======== Data provided
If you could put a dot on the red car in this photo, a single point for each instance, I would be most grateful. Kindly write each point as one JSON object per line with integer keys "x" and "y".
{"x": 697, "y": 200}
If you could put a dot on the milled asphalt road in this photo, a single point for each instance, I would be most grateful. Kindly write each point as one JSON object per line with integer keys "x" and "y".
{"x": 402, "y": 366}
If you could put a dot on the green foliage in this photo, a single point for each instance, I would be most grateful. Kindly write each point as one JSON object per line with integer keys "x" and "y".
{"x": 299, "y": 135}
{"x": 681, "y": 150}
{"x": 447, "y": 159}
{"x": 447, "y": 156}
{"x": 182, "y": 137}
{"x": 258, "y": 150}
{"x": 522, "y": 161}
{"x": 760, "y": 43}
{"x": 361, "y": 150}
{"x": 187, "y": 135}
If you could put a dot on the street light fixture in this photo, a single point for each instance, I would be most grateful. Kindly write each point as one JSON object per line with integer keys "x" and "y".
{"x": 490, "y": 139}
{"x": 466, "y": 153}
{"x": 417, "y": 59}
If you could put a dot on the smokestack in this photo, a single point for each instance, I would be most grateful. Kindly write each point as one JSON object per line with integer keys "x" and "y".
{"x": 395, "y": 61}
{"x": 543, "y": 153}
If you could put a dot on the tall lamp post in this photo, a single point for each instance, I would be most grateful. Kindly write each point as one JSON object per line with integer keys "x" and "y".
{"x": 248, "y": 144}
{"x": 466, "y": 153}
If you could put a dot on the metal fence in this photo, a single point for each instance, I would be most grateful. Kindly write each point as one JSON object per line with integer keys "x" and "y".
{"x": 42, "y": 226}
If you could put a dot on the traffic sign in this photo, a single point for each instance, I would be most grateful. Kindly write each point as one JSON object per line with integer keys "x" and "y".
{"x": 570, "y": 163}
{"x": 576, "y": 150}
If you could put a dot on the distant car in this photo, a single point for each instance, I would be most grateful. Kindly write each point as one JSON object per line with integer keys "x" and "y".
================
What is being asked.
Print every one of the entries above verbatim, changing nothing.

Solution to this problem.
If you could put a dot on the red car in this photo, a single point for each instance, I would be most grateful. Kindly write each point as one JSON object per line with integer keys "x" and "y".
{"x": 697, "y": 200}
If you could put a dot on the milled asphalt road in this photo, a single point for each instance, I would be most grateful. Kindly write each point as one JSON object per line with integer keys "x" and "y".
{"x": 402, "y": 366}
If you could put a dot on the green foliage in this photo, a single point for each instance, I would be most grateful. Kindly write each point as one JSON object per line with integer keys "x" and "y".
{"x": 299, "y": 135}
{"x": 681, "y": 150}
{"x": 447, "y": 159}
{"x": 447, "y": 156}
{"x": 182, "y": 137}
{"x": 258, "y": 150}
{"x": 522, "y": 161}
{"x": 760, "y": 43}
{"x": 361, "y": 150}
{"x": 187, "y": 135}
If you could put a dot on the street light fixture in this photo, a single point for each instance, I would be most grateful. Kindly write each point as one JSON object per line with integer keys "x" and "y".
{"x": 490, "y": 139}
{"x": 466, "y": 153}
{"x": 417, "y": 59}
If you could put a dot on the smokestack in this photo, a single point for each instance, I would be most grateful. Kindly write each point as one JSON object per line with integer keys "x" and "y".
{"x": 395, "y": 61}
{"x": 543, "y": 153}
If you could put a dot on the tall lamp post in this photo, a single point for each instance, I would be most grateful. Kindly write each point as one JSON object per line with integer keys "x" and "y".
{"x": 248, "y": 144}
{"x": 466, "y": 153}
If you could put a dot on the metal fence in this photo, a single point for each instance, I would be most grateful. Kindly write each point as one JSON object per line with integer keys "x" and "y".
{"x": 42, "y": 226}
If you could put a dot on the traffic sign in this photo, a single point for each instance, I would be most grateful. Kindly write each point as one JSON object per line with integer keys "x" and "y".
{"x": 570, "y": 163}
{"x": 576, "y": 150}
If you could put a dot on the distant car in this photo, a single point for each instance, I would be most grateful. Kindly write each point as one JSON object per line with integer keys "x" and "y".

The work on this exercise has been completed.